─── SUPPLIED TEXT ───

The Seminoles moved down a spot, but it didn’t have anything to do with Travis’ gruesome leg injury.
 
FSU football's College Football Playoff hopes hinge on Tate Rodemaker, Florida State's starter after the injury to Jordan Travis.
FSU football's College Football Playoff hopes hinge on Tate Rodemaker, Florida State's starter after the injury to Jordan Travis. [ COLIN HACKLEY | AP ]
Published Nov. 22, 2023

Though Florida State moved down a spot to No. 5 in Tuesday’s latest College Football Playoff rankings, the season-ending injury to star quarterback Jordan Travis wasn’t a factor for the selection committee. Yet.

Committee chairperson Boo Corrigan said Travis’ health “didn’t have any impact” on Washington moving past the Seminoles and into fourth.

“It had everything to do with Washington,” Corrigan said.

That stance is justifiable. After the Huskies’ win Saturday over Oregon State, they have three wins over teams in the committee’s latest top 20 (No. 6 Oregon, No. 15 Arizona and the No. 16 Beavers). FSU has two (No. 14 LSU and No. 24 Clemson).

───

- _EXERCISE DIRECTIONS_:
In the article on the playoff rankings, what spot did Florida State drop to in Tuesday's rankings? These items have no connection to the article on the playoff rankings.

─── DATASET EXCERPTS ───

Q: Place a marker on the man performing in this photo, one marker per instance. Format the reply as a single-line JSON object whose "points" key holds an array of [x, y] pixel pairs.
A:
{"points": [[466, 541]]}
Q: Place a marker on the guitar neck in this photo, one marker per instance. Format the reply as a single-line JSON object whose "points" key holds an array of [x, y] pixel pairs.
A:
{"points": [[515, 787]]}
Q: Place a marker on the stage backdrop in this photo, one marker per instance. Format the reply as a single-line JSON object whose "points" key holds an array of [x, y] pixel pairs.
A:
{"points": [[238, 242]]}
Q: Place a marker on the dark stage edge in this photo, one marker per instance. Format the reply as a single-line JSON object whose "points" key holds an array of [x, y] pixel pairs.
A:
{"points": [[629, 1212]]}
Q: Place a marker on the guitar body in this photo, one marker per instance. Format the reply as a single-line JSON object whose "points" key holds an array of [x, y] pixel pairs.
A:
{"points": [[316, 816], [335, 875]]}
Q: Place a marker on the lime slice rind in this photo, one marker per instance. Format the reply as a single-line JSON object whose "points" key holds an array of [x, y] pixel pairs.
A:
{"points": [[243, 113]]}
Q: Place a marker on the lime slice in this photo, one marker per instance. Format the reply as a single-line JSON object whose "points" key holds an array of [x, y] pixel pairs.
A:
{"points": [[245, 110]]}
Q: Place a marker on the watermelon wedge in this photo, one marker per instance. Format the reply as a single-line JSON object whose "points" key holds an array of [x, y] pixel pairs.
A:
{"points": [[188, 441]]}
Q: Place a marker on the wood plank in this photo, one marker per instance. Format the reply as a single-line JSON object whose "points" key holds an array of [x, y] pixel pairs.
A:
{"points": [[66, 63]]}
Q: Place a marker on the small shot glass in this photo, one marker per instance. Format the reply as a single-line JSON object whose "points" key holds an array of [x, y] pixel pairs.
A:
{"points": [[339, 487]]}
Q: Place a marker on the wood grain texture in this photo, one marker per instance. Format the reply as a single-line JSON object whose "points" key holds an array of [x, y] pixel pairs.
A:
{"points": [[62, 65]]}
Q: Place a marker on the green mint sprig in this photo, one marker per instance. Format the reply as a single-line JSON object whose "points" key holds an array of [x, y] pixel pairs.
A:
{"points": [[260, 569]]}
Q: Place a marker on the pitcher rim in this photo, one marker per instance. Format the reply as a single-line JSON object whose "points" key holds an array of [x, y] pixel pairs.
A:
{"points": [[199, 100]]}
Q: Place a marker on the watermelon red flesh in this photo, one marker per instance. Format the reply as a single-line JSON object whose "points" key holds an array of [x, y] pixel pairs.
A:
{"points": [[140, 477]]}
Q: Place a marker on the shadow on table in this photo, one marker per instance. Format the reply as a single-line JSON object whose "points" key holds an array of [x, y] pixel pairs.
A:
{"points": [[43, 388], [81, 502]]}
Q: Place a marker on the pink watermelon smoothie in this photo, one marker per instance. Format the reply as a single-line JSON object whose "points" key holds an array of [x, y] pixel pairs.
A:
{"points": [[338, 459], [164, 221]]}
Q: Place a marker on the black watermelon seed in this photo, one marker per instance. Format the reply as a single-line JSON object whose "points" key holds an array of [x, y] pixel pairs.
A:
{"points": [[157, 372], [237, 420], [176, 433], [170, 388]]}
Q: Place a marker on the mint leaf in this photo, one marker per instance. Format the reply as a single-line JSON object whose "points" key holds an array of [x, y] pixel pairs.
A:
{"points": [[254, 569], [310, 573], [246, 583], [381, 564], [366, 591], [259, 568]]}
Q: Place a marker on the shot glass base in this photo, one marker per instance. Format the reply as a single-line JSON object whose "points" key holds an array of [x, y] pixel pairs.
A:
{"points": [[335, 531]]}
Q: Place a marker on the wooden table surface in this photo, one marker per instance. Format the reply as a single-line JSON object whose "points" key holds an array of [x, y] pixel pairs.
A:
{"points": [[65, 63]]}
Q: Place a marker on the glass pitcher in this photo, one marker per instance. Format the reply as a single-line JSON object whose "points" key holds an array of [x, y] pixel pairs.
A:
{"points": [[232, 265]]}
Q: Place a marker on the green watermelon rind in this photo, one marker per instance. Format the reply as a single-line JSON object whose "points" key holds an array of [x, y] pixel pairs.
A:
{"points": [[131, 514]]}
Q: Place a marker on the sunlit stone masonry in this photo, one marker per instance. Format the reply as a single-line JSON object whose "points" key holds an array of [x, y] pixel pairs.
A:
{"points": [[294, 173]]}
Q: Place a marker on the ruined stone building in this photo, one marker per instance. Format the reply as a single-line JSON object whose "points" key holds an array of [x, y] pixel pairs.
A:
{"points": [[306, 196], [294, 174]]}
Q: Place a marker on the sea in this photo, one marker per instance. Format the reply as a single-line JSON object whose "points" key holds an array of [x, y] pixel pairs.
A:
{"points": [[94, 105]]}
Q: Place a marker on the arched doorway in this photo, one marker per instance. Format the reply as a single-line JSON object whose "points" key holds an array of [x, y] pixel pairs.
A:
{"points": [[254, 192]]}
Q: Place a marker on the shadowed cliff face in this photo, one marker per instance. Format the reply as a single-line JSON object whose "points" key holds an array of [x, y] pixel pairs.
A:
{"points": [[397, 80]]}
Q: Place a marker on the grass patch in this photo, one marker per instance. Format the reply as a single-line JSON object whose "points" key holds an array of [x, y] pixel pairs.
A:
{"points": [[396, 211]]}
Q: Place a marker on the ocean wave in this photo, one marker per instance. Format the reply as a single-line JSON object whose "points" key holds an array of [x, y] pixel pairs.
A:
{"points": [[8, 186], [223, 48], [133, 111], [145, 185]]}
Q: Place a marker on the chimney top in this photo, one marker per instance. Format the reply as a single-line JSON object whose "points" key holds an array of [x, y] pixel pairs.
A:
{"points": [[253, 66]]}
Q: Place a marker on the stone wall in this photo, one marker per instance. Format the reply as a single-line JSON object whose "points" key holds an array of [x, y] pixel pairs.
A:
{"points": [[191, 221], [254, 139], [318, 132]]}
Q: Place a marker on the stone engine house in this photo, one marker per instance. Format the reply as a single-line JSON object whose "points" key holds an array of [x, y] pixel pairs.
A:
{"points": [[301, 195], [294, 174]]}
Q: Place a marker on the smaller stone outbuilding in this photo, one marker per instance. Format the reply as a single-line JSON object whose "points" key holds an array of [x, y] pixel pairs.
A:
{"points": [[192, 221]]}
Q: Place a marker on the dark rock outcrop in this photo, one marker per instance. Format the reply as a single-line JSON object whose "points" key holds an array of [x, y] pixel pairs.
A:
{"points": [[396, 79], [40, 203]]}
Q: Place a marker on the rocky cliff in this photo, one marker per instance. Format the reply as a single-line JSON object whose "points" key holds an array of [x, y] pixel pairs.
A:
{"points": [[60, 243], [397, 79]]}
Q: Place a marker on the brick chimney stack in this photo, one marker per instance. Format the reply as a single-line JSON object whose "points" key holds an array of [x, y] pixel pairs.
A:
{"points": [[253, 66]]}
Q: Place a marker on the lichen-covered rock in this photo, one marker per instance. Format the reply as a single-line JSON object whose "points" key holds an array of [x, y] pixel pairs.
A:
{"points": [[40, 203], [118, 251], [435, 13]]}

───

- _IN RESPONSE_:
No. 5